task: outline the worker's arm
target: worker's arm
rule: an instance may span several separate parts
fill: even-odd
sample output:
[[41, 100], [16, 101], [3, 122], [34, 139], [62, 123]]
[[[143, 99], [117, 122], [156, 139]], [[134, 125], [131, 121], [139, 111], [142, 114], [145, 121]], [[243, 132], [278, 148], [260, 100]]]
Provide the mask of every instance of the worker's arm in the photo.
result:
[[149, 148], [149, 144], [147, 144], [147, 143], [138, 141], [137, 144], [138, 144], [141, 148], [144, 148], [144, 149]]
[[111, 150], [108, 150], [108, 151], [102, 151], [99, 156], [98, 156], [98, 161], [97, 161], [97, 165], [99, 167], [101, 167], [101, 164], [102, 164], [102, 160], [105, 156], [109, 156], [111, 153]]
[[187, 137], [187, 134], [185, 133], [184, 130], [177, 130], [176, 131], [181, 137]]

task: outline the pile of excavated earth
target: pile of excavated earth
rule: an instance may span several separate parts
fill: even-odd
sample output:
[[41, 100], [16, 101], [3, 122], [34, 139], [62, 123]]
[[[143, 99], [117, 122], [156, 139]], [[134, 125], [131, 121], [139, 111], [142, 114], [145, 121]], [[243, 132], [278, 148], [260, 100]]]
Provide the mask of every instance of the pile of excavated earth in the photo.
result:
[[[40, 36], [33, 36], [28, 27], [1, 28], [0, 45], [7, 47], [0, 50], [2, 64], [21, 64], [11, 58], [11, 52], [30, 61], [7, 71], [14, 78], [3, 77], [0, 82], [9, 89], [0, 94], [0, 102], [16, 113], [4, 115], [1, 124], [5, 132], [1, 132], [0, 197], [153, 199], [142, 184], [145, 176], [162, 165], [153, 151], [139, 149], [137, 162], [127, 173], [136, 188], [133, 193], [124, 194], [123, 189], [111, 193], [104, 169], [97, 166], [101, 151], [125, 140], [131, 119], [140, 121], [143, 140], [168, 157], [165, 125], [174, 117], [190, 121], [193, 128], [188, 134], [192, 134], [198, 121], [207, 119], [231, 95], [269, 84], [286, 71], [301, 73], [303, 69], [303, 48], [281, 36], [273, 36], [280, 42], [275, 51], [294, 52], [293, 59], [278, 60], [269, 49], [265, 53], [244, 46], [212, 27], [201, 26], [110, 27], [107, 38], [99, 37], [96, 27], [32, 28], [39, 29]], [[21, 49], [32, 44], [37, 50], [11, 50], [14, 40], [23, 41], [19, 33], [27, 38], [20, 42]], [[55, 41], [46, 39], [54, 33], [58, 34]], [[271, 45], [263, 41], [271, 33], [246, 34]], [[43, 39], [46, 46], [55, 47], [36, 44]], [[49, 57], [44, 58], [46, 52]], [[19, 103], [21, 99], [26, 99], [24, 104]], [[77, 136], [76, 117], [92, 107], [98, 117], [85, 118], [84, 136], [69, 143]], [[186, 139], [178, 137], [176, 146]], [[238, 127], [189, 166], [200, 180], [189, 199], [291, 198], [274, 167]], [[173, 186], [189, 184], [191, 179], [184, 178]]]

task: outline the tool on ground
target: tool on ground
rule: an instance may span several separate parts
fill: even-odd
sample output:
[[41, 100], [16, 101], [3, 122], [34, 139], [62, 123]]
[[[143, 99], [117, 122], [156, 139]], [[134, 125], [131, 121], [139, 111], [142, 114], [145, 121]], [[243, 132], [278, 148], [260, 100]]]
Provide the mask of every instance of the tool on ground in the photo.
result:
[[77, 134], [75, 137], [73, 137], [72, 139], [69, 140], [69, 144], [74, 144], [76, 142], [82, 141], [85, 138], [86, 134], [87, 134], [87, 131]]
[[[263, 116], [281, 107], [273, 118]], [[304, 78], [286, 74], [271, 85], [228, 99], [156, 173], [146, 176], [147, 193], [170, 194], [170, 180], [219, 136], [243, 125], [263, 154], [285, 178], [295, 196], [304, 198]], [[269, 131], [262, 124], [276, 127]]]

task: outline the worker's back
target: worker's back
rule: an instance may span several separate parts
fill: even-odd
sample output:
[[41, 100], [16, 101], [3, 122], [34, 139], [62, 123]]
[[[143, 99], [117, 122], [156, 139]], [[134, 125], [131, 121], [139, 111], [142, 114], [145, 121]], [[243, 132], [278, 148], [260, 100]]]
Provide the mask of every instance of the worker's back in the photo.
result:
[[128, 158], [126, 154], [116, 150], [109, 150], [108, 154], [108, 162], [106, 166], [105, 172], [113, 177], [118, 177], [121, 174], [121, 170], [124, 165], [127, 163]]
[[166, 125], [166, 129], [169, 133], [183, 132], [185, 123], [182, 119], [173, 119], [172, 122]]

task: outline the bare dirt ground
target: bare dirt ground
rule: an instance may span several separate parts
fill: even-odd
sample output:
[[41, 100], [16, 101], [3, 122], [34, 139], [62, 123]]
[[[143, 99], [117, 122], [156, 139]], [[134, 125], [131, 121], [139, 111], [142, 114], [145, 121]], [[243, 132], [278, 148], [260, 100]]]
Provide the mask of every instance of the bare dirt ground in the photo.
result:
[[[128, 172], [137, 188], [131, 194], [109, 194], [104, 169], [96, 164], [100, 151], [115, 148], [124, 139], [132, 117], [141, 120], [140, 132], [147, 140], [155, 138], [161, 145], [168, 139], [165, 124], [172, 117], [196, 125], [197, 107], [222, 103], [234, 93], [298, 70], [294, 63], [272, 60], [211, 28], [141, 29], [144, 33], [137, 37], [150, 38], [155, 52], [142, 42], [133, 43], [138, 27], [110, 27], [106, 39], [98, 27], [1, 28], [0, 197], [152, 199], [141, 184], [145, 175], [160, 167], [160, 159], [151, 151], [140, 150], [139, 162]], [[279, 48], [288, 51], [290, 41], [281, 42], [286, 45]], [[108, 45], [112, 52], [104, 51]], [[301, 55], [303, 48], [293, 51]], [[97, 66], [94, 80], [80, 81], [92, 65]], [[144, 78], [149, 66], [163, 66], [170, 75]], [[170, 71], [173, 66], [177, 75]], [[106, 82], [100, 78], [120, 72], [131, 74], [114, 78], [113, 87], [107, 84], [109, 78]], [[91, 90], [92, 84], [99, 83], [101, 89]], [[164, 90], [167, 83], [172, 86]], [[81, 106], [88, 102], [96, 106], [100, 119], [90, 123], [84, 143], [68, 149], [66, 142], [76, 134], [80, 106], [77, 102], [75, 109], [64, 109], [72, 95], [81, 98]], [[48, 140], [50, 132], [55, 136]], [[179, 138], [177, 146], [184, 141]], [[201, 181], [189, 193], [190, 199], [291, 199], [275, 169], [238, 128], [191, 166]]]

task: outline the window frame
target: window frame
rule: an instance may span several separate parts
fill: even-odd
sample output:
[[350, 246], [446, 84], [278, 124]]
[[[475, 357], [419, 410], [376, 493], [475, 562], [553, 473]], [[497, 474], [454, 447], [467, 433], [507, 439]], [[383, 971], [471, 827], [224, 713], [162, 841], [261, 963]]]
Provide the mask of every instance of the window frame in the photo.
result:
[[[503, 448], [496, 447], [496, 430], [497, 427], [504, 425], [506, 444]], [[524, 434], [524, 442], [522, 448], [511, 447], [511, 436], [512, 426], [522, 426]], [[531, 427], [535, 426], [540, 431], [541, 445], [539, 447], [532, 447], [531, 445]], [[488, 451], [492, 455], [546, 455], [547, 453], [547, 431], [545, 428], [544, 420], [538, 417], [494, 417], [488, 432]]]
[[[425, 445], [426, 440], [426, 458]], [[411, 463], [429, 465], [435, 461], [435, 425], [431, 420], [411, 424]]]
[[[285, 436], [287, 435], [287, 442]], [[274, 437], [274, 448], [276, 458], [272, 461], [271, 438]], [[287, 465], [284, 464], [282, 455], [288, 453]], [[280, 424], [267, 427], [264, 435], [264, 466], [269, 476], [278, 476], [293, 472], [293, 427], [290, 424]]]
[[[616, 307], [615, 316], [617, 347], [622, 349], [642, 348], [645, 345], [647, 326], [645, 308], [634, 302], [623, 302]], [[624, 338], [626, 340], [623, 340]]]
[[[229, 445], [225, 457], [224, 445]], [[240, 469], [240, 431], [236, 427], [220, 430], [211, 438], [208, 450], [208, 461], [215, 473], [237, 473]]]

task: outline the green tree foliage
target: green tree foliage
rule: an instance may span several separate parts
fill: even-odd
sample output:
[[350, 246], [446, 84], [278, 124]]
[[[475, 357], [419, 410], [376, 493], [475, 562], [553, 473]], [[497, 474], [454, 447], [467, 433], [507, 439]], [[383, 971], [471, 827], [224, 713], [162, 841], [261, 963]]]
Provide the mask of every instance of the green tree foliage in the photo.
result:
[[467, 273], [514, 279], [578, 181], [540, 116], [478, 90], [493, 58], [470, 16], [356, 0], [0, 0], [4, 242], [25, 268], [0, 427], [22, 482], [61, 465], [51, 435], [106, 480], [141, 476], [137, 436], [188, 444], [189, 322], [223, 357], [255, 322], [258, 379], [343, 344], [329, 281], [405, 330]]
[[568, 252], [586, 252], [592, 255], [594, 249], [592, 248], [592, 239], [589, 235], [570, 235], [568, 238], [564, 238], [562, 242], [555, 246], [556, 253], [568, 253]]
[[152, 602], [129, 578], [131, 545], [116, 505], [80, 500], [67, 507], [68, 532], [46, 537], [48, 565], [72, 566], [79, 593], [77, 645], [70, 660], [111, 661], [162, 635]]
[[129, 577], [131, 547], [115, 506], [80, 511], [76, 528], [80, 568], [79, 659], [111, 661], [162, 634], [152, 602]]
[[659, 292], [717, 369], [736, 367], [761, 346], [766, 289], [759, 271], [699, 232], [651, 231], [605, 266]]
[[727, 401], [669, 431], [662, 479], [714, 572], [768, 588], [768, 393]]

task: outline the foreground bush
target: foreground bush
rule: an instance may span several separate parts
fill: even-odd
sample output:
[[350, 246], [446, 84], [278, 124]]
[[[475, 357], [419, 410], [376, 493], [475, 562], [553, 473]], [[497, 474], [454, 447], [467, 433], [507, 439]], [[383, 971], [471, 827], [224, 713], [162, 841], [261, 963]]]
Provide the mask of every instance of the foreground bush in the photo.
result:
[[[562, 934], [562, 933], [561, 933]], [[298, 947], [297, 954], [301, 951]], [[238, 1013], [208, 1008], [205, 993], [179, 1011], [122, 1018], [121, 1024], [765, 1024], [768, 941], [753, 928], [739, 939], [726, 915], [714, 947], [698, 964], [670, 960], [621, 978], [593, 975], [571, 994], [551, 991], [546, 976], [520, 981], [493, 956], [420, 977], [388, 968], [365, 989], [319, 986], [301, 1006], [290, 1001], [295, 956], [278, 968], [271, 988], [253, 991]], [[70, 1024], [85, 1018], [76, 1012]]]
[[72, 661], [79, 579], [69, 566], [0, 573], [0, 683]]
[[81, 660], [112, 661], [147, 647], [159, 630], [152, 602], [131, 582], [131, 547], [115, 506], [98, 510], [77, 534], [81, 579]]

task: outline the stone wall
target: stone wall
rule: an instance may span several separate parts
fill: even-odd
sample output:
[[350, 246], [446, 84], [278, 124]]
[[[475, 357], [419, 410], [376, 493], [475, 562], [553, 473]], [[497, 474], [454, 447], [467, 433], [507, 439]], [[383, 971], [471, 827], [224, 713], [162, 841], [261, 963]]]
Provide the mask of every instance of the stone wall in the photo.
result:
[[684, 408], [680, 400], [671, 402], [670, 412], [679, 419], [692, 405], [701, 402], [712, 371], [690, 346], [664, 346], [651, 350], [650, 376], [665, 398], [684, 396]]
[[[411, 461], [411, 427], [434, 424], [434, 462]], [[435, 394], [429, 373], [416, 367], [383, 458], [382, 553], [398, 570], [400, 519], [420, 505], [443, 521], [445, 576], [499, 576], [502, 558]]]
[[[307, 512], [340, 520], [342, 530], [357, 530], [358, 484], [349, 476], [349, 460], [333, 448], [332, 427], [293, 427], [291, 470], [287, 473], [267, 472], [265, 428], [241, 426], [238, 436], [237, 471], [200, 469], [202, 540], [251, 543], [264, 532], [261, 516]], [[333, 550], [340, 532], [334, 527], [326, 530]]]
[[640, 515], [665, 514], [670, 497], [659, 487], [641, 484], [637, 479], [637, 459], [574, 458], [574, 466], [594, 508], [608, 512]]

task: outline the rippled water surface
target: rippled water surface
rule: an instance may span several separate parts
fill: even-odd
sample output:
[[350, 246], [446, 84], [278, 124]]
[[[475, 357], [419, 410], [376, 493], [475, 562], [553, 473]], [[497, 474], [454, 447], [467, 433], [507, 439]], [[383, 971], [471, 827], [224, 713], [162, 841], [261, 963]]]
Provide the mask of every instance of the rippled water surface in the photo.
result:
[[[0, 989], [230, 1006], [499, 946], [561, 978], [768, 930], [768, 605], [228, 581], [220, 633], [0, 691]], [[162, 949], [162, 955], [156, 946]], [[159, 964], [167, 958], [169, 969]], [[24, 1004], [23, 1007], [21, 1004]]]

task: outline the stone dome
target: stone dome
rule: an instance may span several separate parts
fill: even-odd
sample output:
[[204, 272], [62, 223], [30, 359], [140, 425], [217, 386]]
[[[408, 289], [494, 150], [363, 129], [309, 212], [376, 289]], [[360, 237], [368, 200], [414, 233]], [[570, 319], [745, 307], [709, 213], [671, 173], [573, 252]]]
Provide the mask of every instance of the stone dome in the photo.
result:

────────────────

● **Exercise**:
Exactly how many lines of the listing hold the word "dome"? Give the number with nothing else.

● **Response**:
3